━━━ Study material ━━━
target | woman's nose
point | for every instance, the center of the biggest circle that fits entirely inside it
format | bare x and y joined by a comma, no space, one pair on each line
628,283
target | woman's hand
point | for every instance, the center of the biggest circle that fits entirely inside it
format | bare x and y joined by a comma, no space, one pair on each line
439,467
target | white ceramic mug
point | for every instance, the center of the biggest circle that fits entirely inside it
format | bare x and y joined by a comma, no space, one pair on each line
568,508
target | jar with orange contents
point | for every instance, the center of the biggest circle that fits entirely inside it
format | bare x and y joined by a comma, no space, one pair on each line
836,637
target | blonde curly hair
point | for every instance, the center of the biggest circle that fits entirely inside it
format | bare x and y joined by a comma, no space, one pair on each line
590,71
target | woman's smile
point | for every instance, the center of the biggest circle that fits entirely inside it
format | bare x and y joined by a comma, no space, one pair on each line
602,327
━━━
- **Directions**
Taking the entries above, restate exactly those lines that fall between the line with "target | woman's hand" and the line with "target | woman's smile", keeping both of those lines too.

- **Task output**
target | woman's hand
point | for every instance, the center of the biggest circle that fits entirely inside it
format | bare x and y joined by a comma, no space, one pair on each line
439,467
target | white ceramic mug
point | for every instance, the center of the biggest circle that fits entirely inside it
format | bare x and y joined by a comma, no space, one pair on each line
568,508
target | jar with orange contents
point | for every instance, the center of the biggest circle that fits entirely inside it
format | bare x and y joined by a comma, no space, one pair on each line
836,637
target | blonde curly hair
point | for every instance, the center of the biggest circle that fits entirely inside it
format | bare x and y joined by a comma, no space, one pair on each line
590,71
target | woman's smile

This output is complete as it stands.